# [WHAT IS EXPECTED]
Copy the data below with every "one line per instance" replaced by "one line per item", leaving everything else unchanged.

# [PROVIDED DATA]
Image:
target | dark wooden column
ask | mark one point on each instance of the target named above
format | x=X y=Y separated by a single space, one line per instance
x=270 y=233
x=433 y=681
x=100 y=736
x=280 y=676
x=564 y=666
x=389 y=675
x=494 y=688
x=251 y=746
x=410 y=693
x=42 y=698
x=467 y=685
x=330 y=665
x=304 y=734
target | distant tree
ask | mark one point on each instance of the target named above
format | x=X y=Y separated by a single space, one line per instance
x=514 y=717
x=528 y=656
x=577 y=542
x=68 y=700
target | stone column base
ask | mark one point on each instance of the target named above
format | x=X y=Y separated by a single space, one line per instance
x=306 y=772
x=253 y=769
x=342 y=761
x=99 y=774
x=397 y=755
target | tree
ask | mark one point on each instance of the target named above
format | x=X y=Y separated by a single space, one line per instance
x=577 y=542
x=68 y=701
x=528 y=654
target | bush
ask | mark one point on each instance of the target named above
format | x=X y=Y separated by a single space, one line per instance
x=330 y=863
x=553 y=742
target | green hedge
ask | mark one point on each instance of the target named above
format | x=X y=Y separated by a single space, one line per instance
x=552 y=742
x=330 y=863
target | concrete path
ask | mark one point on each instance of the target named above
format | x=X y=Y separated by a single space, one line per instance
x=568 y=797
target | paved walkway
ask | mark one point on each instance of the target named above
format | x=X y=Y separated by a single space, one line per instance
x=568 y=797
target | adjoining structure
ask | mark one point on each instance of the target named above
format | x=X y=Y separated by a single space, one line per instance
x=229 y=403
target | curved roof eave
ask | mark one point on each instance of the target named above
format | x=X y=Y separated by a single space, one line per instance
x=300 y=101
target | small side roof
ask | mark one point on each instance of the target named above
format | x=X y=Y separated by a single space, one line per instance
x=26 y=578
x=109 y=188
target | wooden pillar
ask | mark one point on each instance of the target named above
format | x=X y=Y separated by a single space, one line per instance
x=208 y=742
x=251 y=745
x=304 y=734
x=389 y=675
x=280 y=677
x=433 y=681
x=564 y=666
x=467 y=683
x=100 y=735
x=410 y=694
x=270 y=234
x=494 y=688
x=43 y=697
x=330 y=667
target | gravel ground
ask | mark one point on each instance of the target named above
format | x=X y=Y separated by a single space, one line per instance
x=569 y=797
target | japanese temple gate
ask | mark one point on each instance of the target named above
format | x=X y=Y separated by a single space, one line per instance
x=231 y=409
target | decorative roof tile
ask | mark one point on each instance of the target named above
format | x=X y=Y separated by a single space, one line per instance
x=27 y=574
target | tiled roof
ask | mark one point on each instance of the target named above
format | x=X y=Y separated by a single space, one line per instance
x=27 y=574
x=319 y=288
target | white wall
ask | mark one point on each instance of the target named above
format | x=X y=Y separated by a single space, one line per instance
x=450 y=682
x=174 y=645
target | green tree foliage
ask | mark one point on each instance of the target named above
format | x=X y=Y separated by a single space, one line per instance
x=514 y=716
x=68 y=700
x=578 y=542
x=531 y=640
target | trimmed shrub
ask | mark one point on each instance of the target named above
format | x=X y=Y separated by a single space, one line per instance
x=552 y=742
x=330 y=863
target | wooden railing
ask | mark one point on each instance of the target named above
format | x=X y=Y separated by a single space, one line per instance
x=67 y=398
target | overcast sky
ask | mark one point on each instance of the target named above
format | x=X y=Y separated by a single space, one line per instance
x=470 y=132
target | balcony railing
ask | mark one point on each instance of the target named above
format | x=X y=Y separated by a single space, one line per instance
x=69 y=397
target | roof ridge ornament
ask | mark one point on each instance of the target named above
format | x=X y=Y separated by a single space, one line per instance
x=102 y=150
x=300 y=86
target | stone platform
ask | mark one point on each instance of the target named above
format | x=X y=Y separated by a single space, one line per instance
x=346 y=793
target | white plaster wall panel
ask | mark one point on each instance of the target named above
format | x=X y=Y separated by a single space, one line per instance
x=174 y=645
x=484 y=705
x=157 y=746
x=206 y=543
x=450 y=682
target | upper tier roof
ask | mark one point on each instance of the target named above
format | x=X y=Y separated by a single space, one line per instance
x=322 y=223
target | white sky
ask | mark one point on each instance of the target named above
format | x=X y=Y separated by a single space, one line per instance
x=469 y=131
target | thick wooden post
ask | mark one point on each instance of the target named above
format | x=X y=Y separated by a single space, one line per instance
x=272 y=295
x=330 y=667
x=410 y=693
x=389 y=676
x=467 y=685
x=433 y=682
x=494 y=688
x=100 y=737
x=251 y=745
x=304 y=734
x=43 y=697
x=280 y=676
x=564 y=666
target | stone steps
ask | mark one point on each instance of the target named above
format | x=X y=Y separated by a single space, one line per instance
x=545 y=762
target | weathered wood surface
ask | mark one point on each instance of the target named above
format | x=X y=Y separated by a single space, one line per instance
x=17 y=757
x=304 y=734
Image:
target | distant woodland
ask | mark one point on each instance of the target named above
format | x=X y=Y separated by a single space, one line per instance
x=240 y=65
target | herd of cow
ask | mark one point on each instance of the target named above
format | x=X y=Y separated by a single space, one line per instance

# [OUTPUT FOR THIS TASK]
Image:
target | dark wooden column
ask | mark one point on each instance of the target named above
format | x=X y=Y separated by a single space, one line per item
x=270 y=233
x=433 y=681
x=100 y=736
x=280 y=676
x=564 y=666
x=389 y=675
x=494 y=688
x=251 y=746
x=410 y=693
x=42 y=698
x=467 y=685
x=330 y=665
x=304 y=734
target | distant tree
ask | mark one point on each instance of the target named above
format | x=X y=Y separated by a single space, one line per item
x=514 y=717
x=528 y=656
x=577 y=542
x=68 y=700
target | stone column base
ask | mark one point on each instance of the target named above
format | x=X y=Y separated by a single space, one line per item
x=306 y=772
x=253 y=769
x=342 y=761
x=99 y=774
x=397 y=755
target | tree
ask | mark one point on each instance of the target named above
format | x=X y=Y separated by a single space, one line per item
x=577 y=542
x=68 y=701
x=528 y=654
target | bush
ask | mark one point on each instance of the target named above
format | x=X y=Y separated by a single space, one line per item
x=330 y=863
x=553 y=742
target | green hedge
ask | mark one point on each instance of the target named above
format | x=X y=Y separated by a single space, one line per item
x=552 y=742
x=330 y=863
target | concrete path
ask | mark one point on each instance of the target named above
format | x=X y=Y separated by a single space, one line per item
x=568 y=797
target | paved walkway
ask | mark one point on each instance of the target named above
format | x=X y=Y separated by a single space, one line per item
x=568 y=797
target | adjoining structure
ask | mark one point on each instance of the target named above
format | x=X y=Y separated by a single space, one line per item
x=229 y=403
target | curved roof eave
ask | mark one point on each instance of the target named above
format | x=X y=Y separated by a single space, one line per item
x=300 y=101
target | small side roof
ask | mark one point on each instance of the target named above
format | x=X y=Y separated by a single space, one line per item
x=26 y=578
x=109 y=188
target | wooden pillar
ask | mark one point on each instance of the target named above
format | x=X y=Y separated by a single space, one line per item
x=208 y=742
x=251 y=745
x=304 y=734
x=389 y=675
x=280 y=677
x=433 y=681
x=564 y=666
x=467 y=683
x=100 y=735
x=410 y=694
x=270 y=234
x=494 y=688
x=43 y=697
x=330 y=667
target | gravel ground
ask | mark one point on each instance of the target named above
format | x=X y=Y separated by a single space, one line per item
x=569 y=797
target | japanese temple gate
ask | mark one point on each instance of the target named above
format | x=X y=Y separated by a single space, one line per item
x=231 y=409
target | decorative roof tile
ask | mark one point on each instance of the target named above
format | x=X y=Y separated by a single space, one line per item
x=27 y=574
target | tiled roof
ask | mark one point on each instance of the target named above
format | x=X y=Y separated by a single space, one line per item
x=27 y=574
x=319 y=288
target | white wall
ask | mark one point on each instance of the target named above
format | x=X y=Y separated by a single space, one line per item
x=450 y=682
x=174 y=645
target | green tree foliage
ask | mark one point on each instance of the target named above
format | x=X y=Y separated by a single space, one line per item
x=514 y=716
x=68 y=700
x=578 y=542
x=531 y=640
target | trimmed shrub
ask | mark one point on each instance of the target named above
format | x=X y=Y separated by a single space, one line per item
x=552 y=742
x=330 y=863
target | wooden railing
ask | mark one point on each instance of the target named above
format | x=X y=Y separated by a single space, one line per item
x=67 y=398
target | overcast sky
ask | mark one point on each instance of the target named above
format | x=X y=Y separated by a single space, one line per item
x=470 y=132
target | balcony railing
ask | mark one point on each instance of the target named above
format | x=X y=Y separated by a single space, one line per item
x=69 y=397
target | roof ridge ornament
ask | mark one point on each instance of the target named above
format | x=X y=Y separated by a single space, one line per item
x=102 y=150
x=300 y=86
target | stone platform
ask | mark one point on each instance of the target named above
format | x=X y=Y separated by a single space, one line per item
x=346 y=793
target | white plaster wall panel
ask | mark one point on each instance of the target named above
format | x=X y=Y separated by a single space, one line per item
x=174 y=645
x=484 y=705
x=157 y=746
x=206 y=543
x=450 y=682
target | upper tier roof
ask | mark one point on each instance of the target named above
format | x=X y=Y separated by a single space, one line per item
x=322 y=223
target | white sky
ask | mark one point on each instance of the target named above
format | x=X y=Y separated by a single space, one line per item
x=469 y=131
target | thick wooden post
ask | mark one point on each instance of the target named above
format | x=X y=Y separated by a single space, one line per item
x=272 y=295
x=330 y=667
x=410 y=693
x=389 y=676
x=467 y=685
x=433 y=682
x=494 y=688
x=100 y=737
x=251 y=745
x=304 y=734
x=43 y=697
x=280 y=676
x=564 y=666
target | stone steps
ask | mark one point on each instance of the target named above
format | x=X y=Y separated by a single space, one line per item
x=545 y=762
target | weathered wood surface
ask | mark one point on each instance of the target named above
format | x=X y=Y separated by a single space, one line per item
x=17 y=757
x=304 y=734
Image:
target | distant woodland
ask | mark one point on each instance of the target named above
format | x=X y=Y separated by a single space, one line per item
x=240 y=65
target | herd of cow
ask | mark one point on each instance of the target named above
format | x=X y=Y separated by a single space, one line per item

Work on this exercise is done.